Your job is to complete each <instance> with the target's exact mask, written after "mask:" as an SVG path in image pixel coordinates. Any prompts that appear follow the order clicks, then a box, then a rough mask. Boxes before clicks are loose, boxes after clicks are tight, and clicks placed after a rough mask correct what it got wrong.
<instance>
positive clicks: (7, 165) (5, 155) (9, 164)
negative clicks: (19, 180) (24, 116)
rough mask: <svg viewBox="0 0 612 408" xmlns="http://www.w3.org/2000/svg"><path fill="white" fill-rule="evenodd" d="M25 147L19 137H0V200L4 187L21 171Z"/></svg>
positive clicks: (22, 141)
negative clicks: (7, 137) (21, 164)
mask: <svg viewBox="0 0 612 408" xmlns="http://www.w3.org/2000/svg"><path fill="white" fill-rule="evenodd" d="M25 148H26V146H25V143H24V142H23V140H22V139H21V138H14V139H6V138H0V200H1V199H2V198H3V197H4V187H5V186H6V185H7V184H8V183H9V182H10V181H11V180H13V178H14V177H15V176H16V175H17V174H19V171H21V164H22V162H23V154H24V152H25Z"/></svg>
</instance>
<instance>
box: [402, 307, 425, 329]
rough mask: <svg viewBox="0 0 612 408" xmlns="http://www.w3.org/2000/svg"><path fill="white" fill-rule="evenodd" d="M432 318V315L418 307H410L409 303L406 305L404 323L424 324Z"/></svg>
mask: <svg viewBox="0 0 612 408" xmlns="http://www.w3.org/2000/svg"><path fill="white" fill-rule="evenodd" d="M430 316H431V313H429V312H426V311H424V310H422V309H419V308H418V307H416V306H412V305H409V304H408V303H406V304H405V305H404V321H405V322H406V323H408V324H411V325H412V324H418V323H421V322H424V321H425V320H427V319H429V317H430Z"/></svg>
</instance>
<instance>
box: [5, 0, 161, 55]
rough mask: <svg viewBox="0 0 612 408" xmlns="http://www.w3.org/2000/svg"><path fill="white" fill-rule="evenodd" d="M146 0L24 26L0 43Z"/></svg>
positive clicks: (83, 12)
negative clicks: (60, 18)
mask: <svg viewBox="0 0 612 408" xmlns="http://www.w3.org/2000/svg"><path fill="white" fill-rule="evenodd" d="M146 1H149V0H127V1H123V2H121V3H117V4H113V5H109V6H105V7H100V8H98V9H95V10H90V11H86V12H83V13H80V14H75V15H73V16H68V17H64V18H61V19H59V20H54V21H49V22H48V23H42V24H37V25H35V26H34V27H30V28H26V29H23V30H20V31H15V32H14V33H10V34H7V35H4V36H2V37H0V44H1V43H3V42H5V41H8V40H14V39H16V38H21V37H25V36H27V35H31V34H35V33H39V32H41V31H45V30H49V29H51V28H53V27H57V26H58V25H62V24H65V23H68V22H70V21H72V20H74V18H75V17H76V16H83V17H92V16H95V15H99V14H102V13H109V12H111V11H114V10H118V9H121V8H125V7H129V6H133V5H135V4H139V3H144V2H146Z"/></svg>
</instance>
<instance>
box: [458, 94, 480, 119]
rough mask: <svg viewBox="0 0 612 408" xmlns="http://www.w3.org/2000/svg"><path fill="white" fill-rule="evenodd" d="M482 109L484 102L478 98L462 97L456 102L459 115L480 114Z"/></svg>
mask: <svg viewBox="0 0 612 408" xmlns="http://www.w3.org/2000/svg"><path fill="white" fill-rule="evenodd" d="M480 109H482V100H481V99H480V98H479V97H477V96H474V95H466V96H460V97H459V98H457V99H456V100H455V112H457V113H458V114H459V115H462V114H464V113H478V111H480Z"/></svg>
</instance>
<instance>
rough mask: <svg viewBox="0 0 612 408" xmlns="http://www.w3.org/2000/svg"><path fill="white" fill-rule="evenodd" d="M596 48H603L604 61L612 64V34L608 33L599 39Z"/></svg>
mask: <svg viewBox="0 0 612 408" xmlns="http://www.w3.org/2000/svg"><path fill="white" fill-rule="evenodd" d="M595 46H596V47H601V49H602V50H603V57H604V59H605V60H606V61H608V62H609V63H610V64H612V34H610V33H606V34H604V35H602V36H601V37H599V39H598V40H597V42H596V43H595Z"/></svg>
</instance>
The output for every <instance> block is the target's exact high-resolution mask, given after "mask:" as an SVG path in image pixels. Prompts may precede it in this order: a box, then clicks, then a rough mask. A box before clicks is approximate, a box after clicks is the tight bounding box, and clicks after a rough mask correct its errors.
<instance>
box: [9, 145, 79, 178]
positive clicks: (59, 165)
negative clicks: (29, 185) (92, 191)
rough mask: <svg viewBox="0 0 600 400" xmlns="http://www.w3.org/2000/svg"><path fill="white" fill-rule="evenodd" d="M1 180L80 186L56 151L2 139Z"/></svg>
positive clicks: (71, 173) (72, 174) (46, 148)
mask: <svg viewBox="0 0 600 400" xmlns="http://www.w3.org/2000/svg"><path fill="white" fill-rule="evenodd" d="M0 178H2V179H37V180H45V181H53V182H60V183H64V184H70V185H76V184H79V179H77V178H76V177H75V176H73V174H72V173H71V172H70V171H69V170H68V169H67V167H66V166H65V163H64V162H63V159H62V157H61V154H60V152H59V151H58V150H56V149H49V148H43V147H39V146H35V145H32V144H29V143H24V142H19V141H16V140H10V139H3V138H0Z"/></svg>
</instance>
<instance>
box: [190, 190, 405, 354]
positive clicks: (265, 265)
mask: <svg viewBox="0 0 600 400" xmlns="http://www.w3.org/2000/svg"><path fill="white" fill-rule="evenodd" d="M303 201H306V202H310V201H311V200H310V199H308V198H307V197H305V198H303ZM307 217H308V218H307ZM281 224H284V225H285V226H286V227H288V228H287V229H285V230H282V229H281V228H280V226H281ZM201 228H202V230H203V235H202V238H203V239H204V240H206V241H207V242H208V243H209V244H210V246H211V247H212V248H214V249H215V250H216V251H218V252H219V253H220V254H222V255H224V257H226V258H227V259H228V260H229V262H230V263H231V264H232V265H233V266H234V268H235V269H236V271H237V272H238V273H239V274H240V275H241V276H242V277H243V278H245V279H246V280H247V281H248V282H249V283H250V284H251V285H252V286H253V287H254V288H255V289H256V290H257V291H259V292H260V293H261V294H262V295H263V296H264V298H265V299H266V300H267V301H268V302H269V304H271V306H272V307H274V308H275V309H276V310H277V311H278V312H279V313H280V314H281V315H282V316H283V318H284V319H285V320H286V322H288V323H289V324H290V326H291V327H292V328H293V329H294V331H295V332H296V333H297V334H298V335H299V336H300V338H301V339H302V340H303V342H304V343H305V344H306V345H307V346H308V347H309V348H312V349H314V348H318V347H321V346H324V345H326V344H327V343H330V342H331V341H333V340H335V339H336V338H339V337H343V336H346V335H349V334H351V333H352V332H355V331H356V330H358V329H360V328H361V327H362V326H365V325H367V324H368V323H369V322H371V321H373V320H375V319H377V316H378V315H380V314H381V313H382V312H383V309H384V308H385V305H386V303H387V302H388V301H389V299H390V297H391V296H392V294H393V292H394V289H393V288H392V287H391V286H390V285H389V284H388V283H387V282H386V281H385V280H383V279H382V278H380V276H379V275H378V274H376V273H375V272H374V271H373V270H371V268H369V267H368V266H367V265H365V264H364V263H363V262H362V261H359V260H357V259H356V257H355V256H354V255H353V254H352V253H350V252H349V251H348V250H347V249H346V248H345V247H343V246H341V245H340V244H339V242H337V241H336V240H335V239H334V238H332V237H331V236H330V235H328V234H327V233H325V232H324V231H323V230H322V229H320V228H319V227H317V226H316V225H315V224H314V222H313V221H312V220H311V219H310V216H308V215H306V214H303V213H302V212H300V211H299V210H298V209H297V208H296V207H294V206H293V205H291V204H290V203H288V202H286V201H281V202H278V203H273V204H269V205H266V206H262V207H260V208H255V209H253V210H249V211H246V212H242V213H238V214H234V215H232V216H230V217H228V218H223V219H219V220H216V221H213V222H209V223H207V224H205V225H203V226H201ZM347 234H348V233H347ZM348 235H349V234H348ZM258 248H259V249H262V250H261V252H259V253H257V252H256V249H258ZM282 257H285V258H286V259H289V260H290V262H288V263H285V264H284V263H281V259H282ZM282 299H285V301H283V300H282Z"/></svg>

> _Brief_
Whenever a line of the entries contains the string "then", copy that line.

> _Answer to this problem_
Your job is to complete each <instance> with the target's exact mask, written after "mask:" as an SVG path in image pixel coordinates. Any prompts that appear follow the order clicks, then a box, then a rough mask. Boxes before clicks are loose, boxes after clicks are tight, and clicks placed after a rough mask correct what it got wrong.
The output for every <instance> block is the target's exact high-resolution mask, given after "mask:" as an SVG path in image pixels. Prompts may precede it in this order: a box, then clicks, then a rough mask. A box before clicks is approximate, a box after clicks is the tight bounding box, and clicks after a rough mask correct its errors.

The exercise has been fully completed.